> [WORK ITEM]: A complete answer lists every line of the material where the string "bucket" occurs.

> [SOURCE MATERIAL]:
-- Opening Marker --

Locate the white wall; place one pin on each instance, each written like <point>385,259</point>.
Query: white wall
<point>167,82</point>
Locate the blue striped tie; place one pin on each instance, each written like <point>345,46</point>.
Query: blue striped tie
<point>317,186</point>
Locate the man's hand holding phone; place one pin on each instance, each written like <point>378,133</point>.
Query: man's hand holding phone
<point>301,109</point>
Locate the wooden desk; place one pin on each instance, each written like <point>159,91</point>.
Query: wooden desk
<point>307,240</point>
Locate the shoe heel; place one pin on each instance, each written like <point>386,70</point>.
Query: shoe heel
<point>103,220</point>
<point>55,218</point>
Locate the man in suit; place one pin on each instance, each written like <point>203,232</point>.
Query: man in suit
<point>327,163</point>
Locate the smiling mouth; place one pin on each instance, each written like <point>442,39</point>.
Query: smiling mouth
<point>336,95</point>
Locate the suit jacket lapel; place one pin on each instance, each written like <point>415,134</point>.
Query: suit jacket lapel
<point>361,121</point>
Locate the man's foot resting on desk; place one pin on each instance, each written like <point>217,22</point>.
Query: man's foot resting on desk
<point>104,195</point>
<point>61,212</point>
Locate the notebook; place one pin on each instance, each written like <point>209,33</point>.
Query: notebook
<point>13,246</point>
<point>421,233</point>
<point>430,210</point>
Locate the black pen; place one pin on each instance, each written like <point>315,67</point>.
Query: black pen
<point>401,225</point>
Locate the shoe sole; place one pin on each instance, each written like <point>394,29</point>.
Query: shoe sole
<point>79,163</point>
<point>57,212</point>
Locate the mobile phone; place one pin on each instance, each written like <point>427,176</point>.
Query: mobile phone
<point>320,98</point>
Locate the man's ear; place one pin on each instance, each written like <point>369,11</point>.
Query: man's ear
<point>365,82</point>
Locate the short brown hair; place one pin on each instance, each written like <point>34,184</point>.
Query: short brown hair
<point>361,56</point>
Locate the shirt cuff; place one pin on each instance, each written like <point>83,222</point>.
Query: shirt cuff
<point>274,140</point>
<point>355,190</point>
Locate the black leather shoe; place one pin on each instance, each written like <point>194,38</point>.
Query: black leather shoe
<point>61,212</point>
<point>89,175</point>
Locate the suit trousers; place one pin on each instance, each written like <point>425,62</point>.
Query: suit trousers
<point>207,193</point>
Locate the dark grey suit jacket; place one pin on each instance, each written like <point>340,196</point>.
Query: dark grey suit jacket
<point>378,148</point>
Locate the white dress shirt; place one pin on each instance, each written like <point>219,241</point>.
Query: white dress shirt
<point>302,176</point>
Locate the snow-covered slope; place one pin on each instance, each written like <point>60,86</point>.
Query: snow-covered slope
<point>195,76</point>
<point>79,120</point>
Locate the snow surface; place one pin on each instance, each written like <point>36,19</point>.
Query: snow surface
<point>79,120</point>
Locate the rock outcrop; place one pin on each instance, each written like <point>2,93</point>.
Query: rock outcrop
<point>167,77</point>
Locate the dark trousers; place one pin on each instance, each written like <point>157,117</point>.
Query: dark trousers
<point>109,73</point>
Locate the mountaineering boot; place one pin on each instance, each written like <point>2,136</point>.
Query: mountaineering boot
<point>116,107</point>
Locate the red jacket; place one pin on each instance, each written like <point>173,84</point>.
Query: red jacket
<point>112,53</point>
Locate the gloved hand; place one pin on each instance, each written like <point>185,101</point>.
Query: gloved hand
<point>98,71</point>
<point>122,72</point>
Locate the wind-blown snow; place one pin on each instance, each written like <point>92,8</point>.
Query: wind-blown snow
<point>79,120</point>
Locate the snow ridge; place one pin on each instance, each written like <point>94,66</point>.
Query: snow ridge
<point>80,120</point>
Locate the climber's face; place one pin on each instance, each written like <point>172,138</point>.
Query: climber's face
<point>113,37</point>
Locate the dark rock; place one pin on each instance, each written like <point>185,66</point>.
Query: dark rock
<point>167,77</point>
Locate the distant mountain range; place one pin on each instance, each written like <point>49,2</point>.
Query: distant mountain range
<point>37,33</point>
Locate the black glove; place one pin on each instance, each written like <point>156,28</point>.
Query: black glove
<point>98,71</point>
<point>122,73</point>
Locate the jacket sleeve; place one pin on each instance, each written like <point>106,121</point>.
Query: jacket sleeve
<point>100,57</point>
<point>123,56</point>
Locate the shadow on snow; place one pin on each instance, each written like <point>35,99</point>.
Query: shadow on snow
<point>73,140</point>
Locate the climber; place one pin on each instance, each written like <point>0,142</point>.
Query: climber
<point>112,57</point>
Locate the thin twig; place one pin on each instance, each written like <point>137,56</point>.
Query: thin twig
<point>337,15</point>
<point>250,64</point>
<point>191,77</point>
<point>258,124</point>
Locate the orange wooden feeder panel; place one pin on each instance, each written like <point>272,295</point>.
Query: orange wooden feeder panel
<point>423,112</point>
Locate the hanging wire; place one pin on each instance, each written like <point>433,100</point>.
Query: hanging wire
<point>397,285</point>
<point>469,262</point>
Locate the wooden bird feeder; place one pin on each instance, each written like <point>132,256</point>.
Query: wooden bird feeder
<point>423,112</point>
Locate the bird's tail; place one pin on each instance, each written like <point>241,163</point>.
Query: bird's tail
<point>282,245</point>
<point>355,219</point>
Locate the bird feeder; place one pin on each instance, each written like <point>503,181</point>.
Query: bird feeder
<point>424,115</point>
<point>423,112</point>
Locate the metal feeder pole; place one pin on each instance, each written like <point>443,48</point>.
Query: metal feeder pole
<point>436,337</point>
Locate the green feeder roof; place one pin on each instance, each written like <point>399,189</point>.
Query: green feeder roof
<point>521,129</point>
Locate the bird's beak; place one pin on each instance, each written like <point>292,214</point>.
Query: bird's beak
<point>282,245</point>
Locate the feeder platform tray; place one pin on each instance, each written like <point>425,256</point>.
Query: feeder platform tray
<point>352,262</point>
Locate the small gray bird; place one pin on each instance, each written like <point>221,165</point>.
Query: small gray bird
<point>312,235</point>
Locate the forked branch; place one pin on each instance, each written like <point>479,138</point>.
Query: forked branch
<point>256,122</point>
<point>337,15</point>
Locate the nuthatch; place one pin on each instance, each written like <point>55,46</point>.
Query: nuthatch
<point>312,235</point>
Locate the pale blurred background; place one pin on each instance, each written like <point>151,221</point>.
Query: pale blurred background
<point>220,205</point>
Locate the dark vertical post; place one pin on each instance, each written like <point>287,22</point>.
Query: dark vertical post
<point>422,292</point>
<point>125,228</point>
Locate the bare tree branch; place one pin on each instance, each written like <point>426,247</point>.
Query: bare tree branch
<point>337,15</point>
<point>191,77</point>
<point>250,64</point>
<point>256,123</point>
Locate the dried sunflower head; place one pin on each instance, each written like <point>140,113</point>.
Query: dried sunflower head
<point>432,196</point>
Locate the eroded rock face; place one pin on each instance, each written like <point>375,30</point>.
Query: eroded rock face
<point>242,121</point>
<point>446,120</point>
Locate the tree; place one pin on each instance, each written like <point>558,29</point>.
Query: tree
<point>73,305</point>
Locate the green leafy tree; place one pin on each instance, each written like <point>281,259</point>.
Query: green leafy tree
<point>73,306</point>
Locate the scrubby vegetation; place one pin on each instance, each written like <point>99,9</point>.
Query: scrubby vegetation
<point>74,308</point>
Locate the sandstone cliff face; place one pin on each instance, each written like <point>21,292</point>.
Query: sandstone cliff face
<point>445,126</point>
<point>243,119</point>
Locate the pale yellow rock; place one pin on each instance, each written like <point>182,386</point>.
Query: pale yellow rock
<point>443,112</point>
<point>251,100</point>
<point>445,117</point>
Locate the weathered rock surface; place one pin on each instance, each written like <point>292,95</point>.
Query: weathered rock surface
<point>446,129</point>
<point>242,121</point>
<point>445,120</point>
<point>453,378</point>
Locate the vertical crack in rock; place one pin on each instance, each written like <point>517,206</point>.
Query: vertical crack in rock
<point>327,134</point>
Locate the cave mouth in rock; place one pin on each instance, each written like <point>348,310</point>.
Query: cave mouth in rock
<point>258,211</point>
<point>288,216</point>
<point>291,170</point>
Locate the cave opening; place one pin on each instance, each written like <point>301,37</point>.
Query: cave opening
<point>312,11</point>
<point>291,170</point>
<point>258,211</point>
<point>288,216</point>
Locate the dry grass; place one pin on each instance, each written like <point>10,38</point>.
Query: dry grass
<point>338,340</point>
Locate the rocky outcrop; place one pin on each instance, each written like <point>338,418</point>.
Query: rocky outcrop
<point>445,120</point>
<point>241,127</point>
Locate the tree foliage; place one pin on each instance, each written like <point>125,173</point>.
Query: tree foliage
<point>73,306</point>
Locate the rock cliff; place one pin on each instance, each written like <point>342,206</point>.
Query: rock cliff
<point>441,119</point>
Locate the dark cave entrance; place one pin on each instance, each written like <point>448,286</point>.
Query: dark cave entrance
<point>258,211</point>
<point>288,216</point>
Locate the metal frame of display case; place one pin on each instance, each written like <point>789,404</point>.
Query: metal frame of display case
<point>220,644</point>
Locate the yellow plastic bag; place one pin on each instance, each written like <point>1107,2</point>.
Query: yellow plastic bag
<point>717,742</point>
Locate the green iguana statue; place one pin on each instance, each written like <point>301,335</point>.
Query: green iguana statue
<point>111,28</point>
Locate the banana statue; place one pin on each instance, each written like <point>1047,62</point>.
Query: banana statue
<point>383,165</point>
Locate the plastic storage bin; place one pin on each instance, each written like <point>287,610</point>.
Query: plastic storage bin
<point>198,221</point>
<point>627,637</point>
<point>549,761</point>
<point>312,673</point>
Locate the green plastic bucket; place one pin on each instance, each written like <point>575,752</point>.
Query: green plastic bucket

-- Closing Marker --

> [RESPONSE TO THE EXERCISE]:
Locate the green plastic bucket; place one pin on each instance, each written like <point>575,752</point>.
Query: green plastic bucket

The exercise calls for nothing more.